The problem:
Copy out all of the material below word for word.

Provided data:
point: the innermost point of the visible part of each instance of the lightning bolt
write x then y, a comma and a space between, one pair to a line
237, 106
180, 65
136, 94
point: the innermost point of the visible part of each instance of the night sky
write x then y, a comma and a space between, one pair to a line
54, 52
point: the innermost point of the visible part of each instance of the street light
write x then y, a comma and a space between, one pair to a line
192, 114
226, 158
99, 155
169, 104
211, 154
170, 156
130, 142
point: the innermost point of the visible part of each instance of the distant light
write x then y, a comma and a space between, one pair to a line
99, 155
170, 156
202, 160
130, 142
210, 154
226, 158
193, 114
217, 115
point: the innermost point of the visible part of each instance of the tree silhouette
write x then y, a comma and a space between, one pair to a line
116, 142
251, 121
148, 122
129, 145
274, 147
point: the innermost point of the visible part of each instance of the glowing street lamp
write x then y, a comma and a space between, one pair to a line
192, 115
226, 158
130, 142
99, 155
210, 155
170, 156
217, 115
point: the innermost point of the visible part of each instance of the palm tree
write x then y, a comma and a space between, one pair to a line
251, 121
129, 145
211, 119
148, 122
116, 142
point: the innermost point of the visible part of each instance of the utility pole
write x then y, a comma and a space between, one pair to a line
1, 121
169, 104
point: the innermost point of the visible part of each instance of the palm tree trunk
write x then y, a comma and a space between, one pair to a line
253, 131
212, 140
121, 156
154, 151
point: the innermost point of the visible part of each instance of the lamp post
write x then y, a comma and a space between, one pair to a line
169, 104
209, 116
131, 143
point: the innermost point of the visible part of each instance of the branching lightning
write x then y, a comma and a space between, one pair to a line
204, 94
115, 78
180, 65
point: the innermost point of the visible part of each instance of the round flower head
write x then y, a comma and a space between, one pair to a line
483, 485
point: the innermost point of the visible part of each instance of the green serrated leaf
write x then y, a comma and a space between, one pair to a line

Result of this task:
point: the innermost point of the visible part of each instance of the lightning bolt
write x then y, a comma and a space between, one pair to a line
237, 106
180, 65
136, 94
point: the innermost point of the visible part of each instance of the night sky
write x then y, a comma and a space between, one pair to a line
54, 52
point: the innermost point of the visible part of each instance of the street light
write x then y, a comma and a space between, one pair to a line
192, 114
226, 158
99, 155
169, 104
211, 154
170, 156
130, 142
point: the innermost point of the visible part of each instance of the distant light
write x then y, a comma and a space between, one pair to a line
99, 155
170, 156
202, 160
130, 142
210, 154
226, 158
193, 114
217, 115
point: the innermost point of the visible part of each instance of the tree silhouette
write x then y, a comma and a space between, one pair to a line
116, 142
251, 121
148, 122
129, 145
274, 147
point: the innermost point of the visible part of each instance of the glowing street lamp
write x then y, a comma and a space between, one pair to a line
192, 115
226, 158
130, 142
99, 155
210, 155
170, 156
217, 115
point: the innermost point of the visible part of each instance of the palm tree
write x then y, a comma and a space between, one pair to a line
251, 121
129, 145
211, 119
148, 122
116, 142
point: the innermost point of the visible part of each instance of the utility pole
write x then y, a comma and a space between, one pair to a line
1, 121
169, 104
point: the innermost point of the visible part of each instance of the palm tree trunk
write x then y, a comma and a space between, one pair to a line
253, 131
212, 140
121, 156
154, 151
point: the innermost point of the visible part of each instance of the lamp post
write x then y, a comma and a space between, one pair to a line
169, 104
209, 116
131, 143
point: the innermost point of the visible part of each instance of the branching lightning
write x then y, a comma and a space between, one pair to a line
204, 94
115, 78
180, 65
point: the innermost point of the visible part of each instance of the round flower head
write x then y, a comma and a space between, one pair to a line
483, 485
point: the innermost point of the visible part of each instance of the green serrated leaf
write x then y, a comma and a space between, one pair to a line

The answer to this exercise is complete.